СТРАННИК ПЕЧАЛЬНОГО ОБРАЗА
ГЛЕБ ШУЛЬПЯКОВ
Памяти Эдуарда Бабаева
Соседство чужбины есть свойство смятенных эпох. Байрон, отплывая от берега Англии, вывел в моря поколения сумрачных странников, но только известная оригинальность русской литературы пришла к окончательным выводам: ее чужбиной, завершая паломничество, становилось ее же отечество.
Один из первых странников от русской словесности, Константин Батюшков, первым вернулся из странствия — и первым не узнал отчизны. Его Одиссей, преодолев превратности судьбы, сидит на мокрых камнях родной гавани, но причал все так же пуст и никто не приходит навстречу. Кто-то на насыпи смотрит вниз, и, обсуждая скитальца, твердит о нем “он”.
Впрочем, девятнадцатый век любил говорить о себе в третьем лице: чайльд-гарольдова тень романтического местоимения льстила русским поэтам первой его четверти. Вот как писал о себе Батюшков — Байрона в ту пору, заметим, не знавший: “Он то здоров, очень здоров, то болен, при смерти болен. Сегодня беспечен, ветрен, как дите; посмотришь завтра — ударился в мысли, в религию и стал мрачнее инока”. А вот как описывает Константина Николаевича современница: “Батюшков был небольшого роста; у него были высокие плечи, впалая грудь, русые волосы, вьющиеся от природы, голубые глаза и томный взор”. И снова Батюшков о себе: “Он не довольно дороден, не чиновен и… мал ростом”.
Тень хромого Байрона мелькнула и здесь — Батюшков был мал, тонок, сух, если не сказать — тщедушен. Друзья по “Обществу любителей русской словесности” с добродушной охотой прозвали его “Ахилл Батюшков”, но еще охотнее делали паузу между букв, отчего выходило иначе — “Ах, хил Батюшков!”. Изломы смятенной эпохи как будто пересекались на нашем поэте: оба — и героическое, и комическое — прозвища он вполне заслужил. Любой сквозняк в университетской аудитории мог свалить его с ног, его, участника финской кампании, битвы народов под Лейпцигом и штурма Парижа!
Запрокинутое лицо с неправильными чертами, тонкий профиль, прозрачная кожа, малый рост — образ поэта-певца сладострастья и неги никак не вязался с его героическим прошлым адьютанта генерала Н.Н.Раевского. Но все было именно так.

ПИСЬМЕННОЕ ЗАДАНИЕ 1.
Извлеките из строк ниже все, где встречается слово «blue».

ИСХОДНЫЕ ДАННЫЕ.
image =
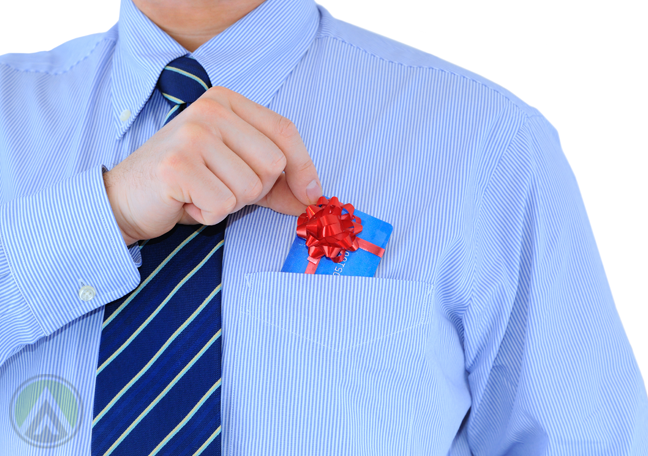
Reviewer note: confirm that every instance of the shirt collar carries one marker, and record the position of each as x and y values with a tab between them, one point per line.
252	57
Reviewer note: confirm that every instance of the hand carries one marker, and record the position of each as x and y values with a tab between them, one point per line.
221	153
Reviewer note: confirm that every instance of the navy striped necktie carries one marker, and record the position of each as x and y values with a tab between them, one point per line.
159	371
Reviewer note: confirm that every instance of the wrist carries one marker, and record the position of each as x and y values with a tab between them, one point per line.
112	198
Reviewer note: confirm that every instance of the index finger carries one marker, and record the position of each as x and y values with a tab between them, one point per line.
301	174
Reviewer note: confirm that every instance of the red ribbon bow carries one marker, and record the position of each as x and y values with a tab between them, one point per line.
330	232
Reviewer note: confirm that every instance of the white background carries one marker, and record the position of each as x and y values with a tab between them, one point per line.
583	64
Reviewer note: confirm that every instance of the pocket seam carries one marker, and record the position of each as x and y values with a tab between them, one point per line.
247	313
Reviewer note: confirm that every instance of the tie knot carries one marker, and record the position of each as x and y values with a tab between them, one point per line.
182	82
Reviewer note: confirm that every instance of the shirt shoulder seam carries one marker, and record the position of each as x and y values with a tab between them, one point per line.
58	73
427	67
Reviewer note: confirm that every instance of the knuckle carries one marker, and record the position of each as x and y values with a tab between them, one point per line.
209	108
286	129
276	166
228	205
253	192
171	165
305	166
192	133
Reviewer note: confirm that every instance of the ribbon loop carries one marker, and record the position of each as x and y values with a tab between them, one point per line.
330	229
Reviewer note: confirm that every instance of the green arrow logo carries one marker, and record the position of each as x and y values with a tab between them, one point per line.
46	411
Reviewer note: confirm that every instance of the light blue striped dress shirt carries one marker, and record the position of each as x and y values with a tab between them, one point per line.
489	328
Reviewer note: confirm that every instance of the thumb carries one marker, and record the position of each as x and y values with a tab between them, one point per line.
281	199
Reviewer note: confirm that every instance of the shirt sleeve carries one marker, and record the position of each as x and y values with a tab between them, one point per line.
52	244
550	368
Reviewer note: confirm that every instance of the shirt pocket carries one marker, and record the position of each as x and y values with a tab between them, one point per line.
338	313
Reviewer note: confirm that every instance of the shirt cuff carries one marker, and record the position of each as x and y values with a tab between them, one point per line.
65	250
135	253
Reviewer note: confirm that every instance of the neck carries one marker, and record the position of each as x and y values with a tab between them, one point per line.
194	22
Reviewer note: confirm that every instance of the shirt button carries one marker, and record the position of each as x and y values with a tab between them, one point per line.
125	115
86	293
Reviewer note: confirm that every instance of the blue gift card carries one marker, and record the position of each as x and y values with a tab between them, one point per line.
356	263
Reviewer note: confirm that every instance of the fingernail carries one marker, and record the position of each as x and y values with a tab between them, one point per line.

ПИСЬМЕННОЕ ЗАДАНИЕ 2.
Переведите на английский язык предложение из отрывка о Батюшкове: «Один из первых странников от русской словесности, Константин Батюшков, первым вернулся из странствия — и первым не узнал отчизны».

ПОЛНЫЙ ОТВЕТ 1.
Reviewer note: confirm that every instance of the light blue striped dress shirt carries one marker, and record the position of each as x and y values with a tab between them, one point per line.
Reviewer note: confirm that every instance of the blue gift card carries one marker, and record the position of each as x and y values with a tab between them, one point per line.

ПОЛНЫЙ ОТВЕТ 2.
One of the first wanderers of Russian letters, Konstantin Batyushkov, was the first to return from his wanderings, and the first not to recognize his homeland.